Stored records
== Segment start ==

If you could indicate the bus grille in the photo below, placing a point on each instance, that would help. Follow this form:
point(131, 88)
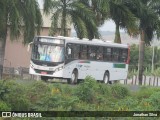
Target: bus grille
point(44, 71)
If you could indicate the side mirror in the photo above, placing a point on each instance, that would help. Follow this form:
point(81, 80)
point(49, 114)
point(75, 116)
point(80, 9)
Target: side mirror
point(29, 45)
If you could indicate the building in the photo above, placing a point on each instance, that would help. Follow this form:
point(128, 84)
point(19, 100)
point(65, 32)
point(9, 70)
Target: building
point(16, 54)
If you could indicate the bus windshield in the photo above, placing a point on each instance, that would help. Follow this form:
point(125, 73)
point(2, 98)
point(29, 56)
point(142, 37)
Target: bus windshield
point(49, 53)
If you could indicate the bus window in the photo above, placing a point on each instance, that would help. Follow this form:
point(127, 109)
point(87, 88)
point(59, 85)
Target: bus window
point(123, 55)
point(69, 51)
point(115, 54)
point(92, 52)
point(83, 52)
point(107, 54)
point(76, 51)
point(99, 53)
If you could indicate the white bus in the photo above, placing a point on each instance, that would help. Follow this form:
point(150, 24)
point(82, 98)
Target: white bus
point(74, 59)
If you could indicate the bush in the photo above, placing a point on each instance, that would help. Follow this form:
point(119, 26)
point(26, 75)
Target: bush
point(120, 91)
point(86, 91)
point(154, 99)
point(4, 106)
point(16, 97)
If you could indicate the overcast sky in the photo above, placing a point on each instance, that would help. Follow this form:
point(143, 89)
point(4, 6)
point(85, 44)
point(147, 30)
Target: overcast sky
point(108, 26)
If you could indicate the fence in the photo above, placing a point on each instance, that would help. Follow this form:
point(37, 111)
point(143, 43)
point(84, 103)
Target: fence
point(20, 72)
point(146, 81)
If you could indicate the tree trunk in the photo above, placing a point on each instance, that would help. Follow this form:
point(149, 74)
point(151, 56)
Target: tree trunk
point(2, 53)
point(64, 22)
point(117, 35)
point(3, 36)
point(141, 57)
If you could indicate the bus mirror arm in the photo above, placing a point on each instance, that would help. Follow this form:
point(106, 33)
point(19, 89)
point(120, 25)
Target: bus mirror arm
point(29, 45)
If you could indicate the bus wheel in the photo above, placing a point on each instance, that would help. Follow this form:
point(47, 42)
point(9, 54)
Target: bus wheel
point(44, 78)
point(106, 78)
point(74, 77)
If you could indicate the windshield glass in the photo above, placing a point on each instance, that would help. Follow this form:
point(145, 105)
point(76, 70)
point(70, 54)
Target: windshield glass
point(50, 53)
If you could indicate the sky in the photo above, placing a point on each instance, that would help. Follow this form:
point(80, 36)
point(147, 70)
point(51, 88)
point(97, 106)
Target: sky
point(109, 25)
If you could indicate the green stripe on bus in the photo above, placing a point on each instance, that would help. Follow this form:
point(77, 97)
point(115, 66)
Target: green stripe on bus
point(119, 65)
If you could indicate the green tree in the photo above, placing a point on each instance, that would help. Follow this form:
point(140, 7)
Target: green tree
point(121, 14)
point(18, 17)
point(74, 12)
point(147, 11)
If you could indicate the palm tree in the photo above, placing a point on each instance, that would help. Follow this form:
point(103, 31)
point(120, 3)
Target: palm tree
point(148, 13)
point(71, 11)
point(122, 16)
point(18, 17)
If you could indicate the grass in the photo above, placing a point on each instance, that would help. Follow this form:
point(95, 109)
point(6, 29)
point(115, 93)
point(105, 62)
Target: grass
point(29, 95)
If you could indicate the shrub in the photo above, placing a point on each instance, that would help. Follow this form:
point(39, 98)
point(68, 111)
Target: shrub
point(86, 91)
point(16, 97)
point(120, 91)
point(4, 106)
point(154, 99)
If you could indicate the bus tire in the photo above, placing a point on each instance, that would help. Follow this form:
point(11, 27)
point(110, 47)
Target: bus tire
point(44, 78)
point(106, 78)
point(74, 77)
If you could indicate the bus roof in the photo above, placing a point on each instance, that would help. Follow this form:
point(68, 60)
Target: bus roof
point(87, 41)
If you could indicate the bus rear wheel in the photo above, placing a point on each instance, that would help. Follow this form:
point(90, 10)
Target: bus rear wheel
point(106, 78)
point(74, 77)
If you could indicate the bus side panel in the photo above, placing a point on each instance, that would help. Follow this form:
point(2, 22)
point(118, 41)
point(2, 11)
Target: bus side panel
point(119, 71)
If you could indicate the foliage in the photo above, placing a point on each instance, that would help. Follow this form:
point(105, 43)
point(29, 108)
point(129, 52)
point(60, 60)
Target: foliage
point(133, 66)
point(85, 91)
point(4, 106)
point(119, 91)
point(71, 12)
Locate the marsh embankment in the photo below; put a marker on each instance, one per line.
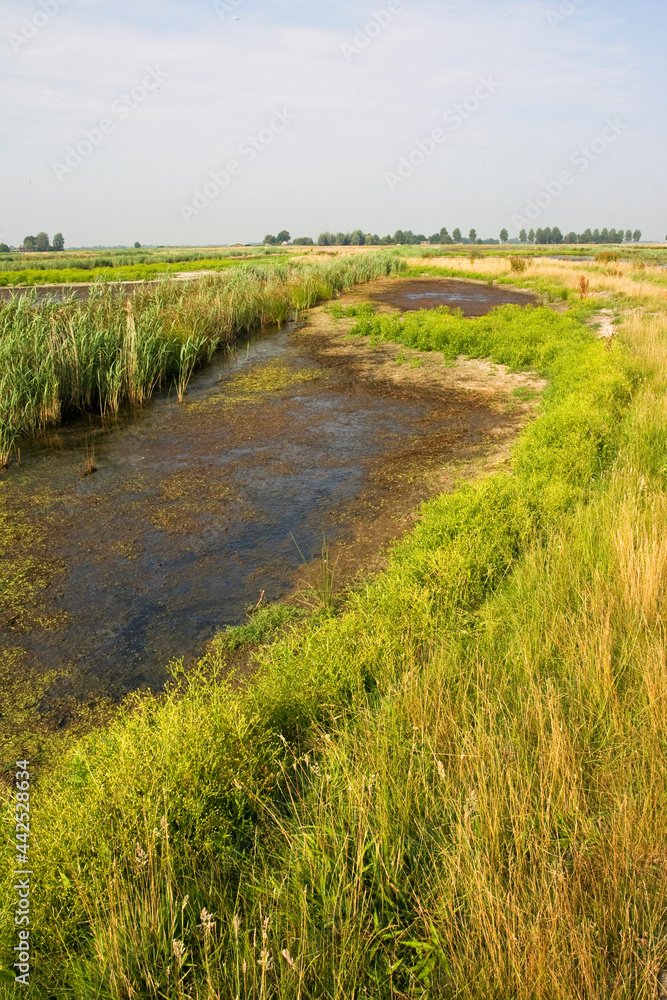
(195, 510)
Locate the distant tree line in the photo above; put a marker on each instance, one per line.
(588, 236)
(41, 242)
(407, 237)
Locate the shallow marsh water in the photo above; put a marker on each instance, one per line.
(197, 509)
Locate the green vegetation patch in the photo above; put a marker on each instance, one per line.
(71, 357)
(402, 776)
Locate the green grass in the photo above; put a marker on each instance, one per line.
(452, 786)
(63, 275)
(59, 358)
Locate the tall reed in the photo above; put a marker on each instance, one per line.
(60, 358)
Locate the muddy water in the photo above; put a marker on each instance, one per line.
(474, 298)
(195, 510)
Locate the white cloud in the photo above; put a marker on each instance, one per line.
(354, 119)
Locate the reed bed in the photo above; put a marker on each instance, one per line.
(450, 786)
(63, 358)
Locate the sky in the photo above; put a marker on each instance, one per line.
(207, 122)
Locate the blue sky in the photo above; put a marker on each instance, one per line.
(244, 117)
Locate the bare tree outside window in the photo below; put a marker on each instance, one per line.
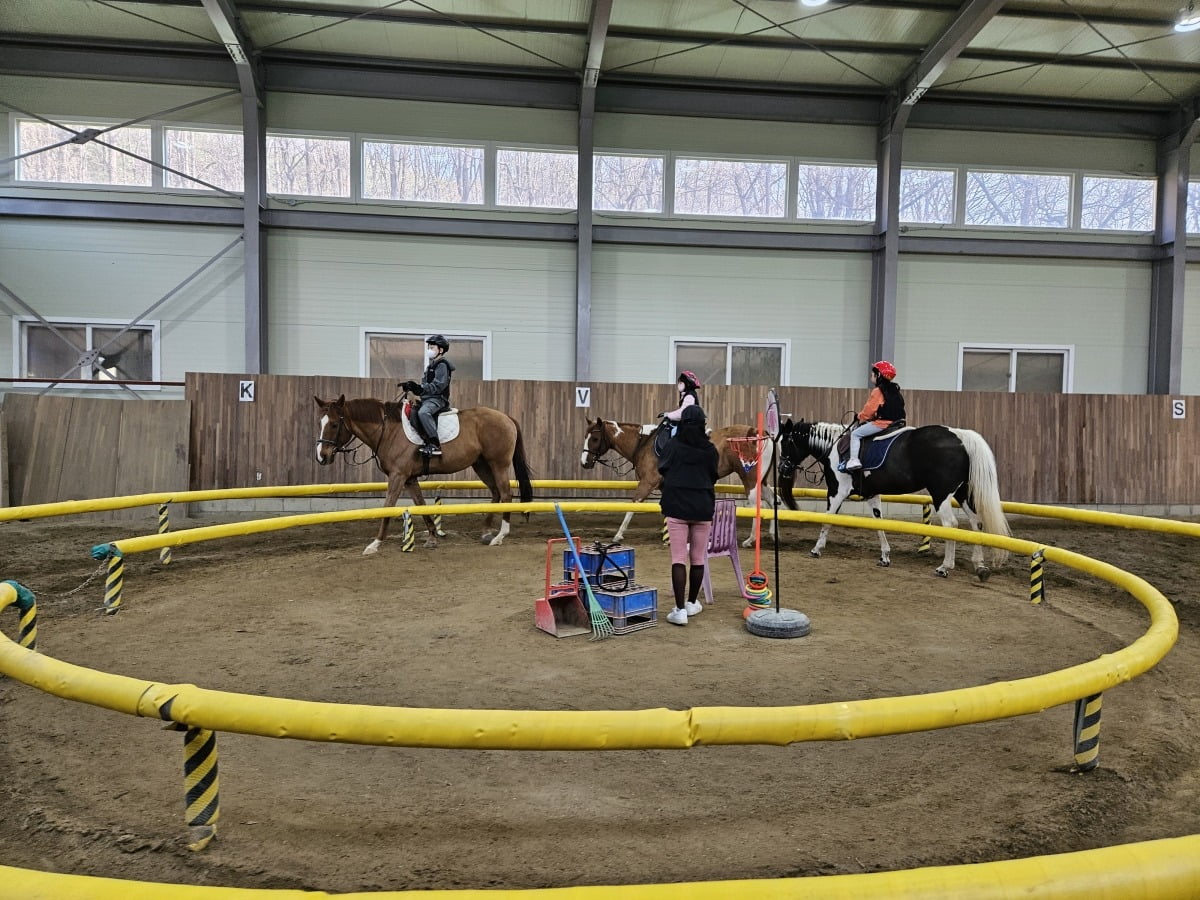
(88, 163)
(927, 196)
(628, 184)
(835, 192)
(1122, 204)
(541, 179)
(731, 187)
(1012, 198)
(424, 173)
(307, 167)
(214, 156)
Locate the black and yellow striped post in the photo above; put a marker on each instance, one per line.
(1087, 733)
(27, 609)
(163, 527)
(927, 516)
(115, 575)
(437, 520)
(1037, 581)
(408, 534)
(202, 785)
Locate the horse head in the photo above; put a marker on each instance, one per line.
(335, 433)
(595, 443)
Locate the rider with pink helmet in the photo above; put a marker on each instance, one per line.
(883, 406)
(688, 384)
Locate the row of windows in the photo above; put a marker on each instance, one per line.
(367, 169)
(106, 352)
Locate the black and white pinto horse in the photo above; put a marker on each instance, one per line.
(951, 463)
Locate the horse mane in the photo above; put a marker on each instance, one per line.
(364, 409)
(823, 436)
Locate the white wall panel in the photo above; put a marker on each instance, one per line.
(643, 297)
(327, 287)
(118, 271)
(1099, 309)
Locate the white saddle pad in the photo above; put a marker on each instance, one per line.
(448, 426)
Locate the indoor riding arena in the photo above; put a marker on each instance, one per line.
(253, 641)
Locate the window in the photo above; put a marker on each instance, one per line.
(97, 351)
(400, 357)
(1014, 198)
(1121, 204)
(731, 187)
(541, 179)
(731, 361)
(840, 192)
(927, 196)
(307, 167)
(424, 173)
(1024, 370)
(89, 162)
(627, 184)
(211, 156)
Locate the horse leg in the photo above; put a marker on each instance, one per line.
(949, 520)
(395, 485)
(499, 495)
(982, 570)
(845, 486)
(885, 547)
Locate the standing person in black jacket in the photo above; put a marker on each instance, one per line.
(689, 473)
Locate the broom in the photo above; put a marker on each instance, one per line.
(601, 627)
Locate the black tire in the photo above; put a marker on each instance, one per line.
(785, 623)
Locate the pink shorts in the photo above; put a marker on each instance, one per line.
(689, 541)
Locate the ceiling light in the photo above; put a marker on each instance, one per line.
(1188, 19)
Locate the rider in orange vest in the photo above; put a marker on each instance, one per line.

== Segment end ==
== Segment start ==

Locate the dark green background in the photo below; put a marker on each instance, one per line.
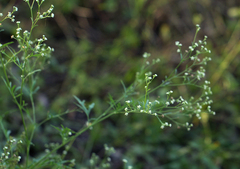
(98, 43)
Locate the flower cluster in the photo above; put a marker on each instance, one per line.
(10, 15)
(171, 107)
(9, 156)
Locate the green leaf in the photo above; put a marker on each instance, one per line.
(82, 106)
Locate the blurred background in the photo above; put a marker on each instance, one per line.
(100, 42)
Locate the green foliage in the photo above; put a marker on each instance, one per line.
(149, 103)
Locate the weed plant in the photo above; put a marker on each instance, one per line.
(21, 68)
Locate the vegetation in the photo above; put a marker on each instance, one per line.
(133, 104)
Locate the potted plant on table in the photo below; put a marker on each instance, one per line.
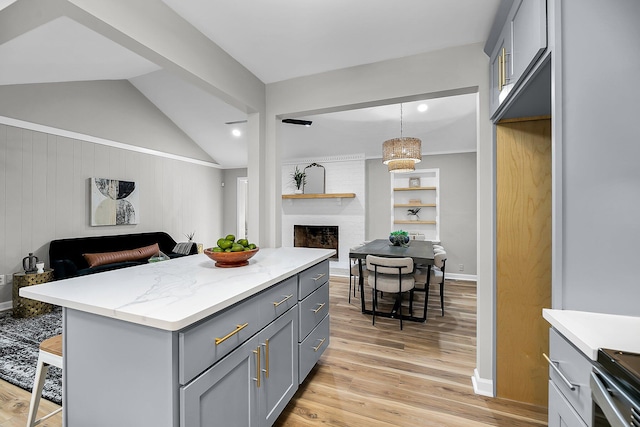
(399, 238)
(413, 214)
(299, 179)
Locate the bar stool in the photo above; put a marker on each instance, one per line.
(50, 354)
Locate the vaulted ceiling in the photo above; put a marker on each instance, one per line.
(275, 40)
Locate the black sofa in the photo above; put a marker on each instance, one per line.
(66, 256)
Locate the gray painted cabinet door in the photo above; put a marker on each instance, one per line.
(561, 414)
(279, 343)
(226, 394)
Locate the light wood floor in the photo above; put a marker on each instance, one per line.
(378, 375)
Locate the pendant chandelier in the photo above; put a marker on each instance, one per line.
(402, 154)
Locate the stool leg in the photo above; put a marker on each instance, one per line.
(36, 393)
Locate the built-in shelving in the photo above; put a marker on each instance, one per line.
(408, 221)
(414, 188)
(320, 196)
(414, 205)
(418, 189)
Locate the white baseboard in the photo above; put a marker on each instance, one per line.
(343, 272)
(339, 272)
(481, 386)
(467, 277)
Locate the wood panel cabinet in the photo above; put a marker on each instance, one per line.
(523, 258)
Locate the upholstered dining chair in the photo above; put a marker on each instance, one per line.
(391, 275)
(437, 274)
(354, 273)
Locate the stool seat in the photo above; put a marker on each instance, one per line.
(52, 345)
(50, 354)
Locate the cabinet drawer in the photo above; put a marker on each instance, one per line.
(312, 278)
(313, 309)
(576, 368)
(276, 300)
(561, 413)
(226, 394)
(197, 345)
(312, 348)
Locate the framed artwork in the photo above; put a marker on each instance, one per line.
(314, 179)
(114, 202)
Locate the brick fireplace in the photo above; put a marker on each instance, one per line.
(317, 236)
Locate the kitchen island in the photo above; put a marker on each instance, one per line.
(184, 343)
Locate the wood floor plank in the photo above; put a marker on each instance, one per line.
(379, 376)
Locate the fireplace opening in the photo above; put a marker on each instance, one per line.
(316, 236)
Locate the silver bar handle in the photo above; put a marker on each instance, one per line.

== Segment end ==
== Segment start ==

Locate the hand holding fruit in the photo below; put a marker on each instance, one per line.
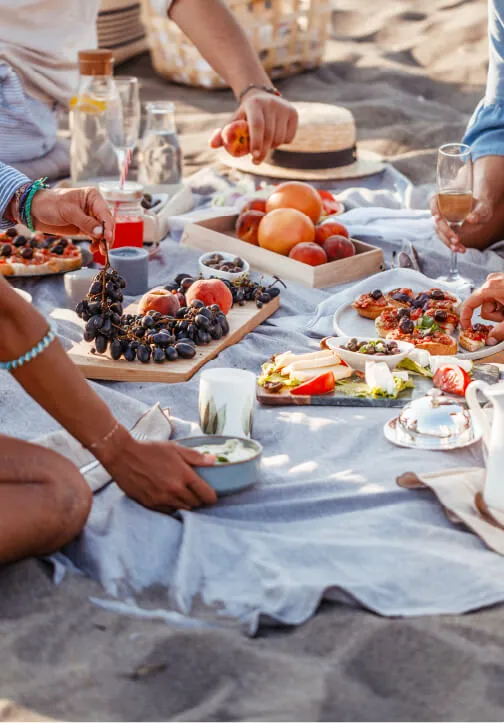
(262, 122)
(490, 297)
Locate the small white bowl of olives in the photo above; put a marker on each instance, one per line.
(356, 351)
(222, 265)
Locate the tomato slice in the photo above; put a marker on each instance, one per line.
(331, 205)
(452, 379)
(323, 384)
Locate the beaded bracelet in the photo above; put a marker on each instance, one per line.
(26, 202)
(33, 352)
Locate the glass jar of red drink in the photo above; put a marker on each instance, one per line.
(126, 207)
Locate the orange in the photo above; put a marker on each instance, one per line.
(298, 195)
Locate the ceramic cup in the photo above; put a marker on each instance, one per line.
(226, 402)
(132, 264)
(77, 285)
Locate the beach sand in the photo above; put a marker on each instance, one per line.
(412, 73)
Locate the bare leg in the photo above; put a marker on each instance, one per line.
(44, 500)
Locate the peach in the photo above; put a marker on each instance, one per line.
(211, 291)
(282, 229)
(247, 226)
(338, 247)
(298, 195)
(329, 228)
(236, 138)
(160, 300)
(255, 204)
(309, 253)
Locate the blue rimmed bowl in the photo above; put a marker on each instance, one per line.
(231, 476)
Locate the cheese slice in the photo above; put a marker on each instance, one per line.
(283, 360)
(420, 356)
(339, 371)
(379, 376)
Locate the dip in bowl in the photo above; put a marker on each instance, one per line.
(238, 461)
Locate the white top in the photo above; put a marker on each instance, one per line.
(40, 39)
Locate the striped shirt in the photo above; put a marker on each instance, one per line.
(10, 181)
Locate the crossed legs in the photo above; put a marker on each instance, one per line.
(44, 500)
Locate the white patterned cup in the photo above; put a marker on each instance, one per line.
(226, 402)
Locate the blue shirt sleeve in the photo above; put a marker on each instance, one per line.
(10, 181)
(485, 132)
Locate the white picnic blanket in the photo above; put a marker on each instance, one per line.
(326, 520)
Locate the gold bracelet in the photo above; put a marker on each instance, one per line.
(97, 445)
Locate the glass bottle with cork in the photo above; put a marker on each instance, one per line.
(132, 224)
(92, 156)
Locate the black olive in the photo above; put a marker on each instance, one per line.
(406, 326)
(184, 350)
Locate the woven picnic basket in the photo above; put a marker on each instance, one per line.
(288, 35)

== Segment end ==

## Instructions for the task
Reproduce the entries exactly, from the line with "If you could indicate the bus grille" to the line with "point(85, 44)", both lines included, keeping no pictures.

## Solution below
If you could indicate the bus grille in the photo below, placing a point on each instance, that would help. Follow this form:
point(131, 88)
Target: bus grille
point(44, 71)
If you could indicate the side mirror in the photo above, placing a point on each instance, that would help. Follow this form:
point(81, 80)
point(49, 114)
point(75, 116)
point(80, 9)
Target: side mirror
point(29, 45)
If you could indicate the building in the photo above, placing a point on each instance, that would help. Follow this form:
point(128, 84)
point(19, 100)
point(65, 32)
point(9, 70)
Target: building
point(16, 54)
If you could indicate the bus windshield in the photo above, placing a point on each instance, that would help. Follow this form:
point(125, 73)
point(2, 98)
point(29, 56)
point(142, 37)
Target: bus windshield
point(49, 53)
If you could indicate the bus window in the photo above, placing a point on each instance, that would help. Follow this form:
point(127, 109)
point(87, 88)
point(59, 85)
Target: bus window
point(123, 55)
point(69, 51)
point(115, 54)
point(92, 52)
point(83, 52)
point(107, 54)
point(76, 51)
point(99, 53)
If you could indicate the white bus in the photo above, placing a point on each instance, that would help. Follow this form:
point(150, 24)
point(82, 98)
Target: white bus
point(74, 59)
If you could indicate the bush in the photo above, placing a point on each instance, that would help. Follow this form:
point(119, 26)
point(26, 75)
Target: bush
point(120, 91)
point(86, 91)
point(154, 99)
point(4, 106)
point(16, 97)
If you could indicate the overcast sky in the photo above, placing a point on each instance, that would help. Follow this form:
point(143, 89)
point(4, 6)
point(85, 44)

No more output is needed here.